Stored data entries:
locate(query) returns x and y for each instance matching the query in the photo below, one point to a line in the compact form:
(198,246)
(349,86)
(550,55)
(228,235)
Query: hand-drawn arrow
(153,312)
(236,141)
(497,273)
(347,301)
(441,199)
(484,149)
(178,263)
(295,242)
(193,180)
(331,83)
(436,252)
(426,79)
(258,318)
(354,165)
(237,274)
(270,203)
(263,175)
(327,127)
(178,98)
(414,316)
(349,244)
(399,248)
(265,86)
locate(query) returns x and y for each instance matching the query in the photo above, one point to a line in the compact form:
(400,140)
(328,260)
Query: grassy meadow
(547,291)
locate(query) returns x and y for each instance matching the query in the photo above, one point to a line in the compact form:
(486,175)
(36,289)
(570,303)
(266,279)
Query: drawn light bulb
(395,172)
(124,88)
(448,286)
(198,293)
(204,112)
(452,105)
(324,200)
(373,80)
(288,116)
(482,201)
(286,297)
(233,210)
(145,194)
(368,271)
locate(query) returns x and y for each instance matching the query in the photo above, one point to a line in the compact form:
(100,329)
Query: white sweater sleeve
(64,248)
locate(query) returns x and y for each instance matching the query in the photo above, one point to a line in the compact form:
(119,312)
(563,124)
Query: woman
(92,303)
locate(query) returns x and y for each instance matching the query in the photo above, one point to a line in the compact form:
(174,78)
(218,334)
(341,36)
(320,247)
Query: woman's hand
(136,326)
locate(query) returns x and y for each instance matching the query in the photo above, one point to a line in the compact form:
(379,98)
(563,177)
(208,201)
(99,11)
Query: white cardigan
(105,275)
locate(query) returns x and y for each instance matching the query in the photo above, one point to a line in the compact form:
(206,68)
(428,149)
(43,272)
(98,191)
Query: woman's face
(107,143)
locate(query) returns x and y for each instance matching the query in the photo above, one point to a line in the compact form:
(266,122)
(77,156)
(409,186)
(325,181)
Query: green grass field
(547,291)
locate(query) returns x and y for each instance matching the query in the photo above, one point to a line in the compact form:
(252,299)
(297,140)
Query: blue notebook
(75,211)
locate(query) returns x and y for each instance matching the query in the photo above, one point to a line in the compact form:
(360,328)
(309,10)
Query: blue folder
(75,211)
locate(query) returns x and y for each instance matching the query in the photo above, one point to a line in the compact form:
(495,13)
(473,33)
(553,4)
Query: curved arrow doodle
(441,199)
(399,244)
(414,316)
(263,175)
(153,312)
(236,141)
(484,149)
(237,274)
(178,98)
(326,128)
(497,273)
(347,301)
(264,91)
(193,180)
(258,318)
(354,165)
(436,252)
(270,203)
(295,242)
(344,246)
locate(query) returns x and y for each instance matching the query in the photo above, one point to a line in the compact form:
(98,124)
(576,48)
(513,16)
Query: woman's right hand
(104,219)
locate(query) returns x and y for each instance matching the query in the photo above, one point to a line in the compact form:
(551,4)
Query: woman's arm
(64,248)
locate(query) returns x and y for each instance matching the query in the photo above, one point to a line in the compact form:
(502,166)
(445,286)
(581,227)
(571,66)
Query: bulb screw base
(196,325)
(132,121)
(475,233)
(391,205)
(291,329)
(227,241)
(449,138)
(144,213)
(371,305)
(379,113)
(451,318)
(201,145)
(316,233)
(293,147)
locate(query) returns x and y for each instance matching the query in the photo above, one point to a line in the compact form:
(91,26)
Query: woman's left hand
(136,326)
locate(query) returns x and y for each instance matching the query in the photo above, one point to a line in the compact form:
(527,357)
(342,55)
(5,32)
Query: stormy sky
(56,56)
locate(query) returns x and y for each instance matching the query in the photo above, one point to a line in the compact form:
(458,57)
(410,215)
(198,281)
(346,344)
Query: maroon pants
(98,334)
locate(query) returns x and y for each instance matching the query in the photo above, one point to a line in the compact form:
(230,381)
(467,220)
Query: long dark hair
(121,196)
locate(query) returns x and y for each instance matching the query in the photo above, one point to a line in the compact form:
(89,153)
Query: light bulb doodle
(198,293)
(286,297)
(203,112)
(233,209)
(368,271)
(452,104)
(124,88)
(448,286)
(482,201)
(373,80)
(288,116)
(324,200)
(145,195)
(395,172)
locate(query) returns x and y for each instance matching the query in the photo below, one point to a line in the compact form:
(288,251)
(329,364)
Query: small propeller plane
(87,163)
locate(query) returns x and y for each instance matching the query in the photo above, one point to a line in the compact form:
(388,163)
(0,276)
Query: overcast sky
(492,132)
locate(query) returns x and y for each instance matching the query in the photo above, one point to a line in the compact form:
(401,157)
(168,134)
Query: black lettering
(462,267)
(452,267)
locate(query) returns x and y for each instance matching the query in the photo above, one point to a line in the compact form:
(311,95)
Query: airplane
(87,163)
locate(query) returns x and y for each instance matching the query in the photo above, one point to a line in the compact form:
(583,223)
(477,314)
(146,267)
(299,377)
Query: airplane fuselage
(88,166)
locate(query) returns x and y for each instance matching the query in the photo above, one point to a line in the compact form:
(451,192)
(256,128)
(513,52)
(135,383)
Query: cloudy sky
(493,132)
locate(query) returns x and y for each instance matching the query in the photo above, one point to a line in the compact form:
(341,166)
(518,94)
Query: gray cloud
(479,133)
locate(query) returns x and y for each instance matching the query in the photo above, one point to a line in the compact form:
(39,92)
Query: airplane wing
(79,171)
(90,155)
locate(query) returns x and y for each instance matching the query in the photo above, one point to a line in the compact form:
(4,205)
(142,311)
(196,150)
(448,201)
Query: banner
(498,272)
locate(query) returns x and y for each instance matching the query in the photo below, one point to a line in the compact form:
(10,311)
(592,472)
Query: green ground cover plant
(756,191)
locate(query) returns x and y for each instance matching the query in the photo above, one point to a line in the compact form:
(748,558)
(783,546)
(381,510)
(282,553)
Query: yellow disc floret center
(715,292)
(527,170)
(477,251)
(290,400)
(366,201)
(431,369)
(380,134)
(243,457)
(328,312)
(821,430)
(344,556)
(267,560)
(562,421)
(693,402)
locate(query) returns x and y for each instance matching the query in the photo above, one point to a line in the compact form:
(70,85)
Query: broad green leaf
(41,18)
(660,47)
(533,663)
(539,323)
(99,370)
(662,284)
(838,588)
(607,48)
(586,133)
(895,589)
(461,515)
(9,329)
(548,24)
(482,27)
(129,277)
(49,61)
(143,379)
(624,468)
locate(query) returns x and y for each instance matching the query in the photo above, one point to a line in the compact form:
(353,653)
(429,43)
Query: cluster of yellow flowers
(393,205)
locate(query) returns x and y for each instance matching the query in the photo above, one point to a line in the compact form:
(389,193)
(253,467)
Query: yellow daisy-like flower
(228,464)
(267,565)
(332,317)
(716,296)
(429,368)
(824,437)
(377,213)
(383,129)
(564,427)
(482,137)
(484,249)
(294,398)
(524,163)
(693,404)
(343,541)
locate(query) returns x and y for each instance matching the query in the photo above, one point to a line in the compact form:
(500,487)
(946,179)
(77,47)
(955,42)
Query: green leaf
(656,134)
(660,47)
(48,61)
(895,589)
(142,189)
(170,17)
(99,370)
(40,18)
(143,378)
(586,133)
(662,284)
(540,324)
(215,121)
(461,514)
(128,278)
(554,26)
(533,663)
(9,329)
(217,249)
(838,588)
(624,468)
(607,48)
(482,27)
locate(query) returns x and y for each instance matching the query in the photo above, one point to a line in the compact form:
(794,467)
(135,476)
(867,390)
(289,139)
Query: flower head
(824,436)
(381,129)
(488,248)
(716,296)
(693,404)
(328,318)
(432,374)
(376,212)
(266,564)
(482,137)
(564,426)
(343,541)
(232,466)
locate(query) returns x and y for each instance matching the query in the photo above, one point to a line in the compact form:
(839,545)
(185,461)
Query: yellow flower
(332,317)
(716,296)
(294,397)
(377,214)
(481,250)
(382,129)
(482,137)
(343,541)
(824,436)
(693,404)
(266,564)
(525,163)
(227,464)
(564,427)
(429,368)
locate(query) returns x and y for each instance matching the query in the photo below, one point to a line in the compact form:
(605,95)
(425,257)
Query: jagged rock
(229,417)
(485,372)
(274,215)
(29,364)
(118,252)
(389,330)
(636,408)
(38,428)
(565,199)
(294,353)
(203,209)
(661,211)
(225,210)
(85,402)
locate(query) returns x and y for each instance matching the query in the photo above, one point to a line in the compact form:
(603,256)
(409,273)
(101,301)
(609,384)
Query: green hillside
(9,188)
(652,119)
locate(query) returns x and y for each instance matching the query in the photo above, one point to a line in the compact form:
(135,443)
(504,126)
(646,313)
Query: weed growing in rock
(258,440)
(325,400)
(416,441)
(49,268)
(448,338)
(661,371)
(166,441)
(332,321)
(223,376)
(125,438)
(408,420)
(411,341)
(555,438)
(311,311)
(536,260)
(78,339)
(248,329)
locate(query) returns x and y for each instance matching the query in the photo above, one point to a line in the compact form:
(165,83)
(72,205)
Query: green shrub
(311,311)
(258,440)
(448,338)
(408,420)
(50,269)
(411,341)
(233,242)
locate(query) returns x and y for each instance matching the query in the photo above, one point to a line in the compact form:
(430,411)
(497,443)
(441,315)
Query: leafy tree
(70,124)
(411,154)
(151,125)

What this task involves ▸
Pick out every line of the data above that contains the string "woman". Case counts.

Answer to this exercise ▸
Query: woman
Query: woman's hand
Query: woman's face
Query: woman's right hand
Query: woman's arm
Query: woman's left hand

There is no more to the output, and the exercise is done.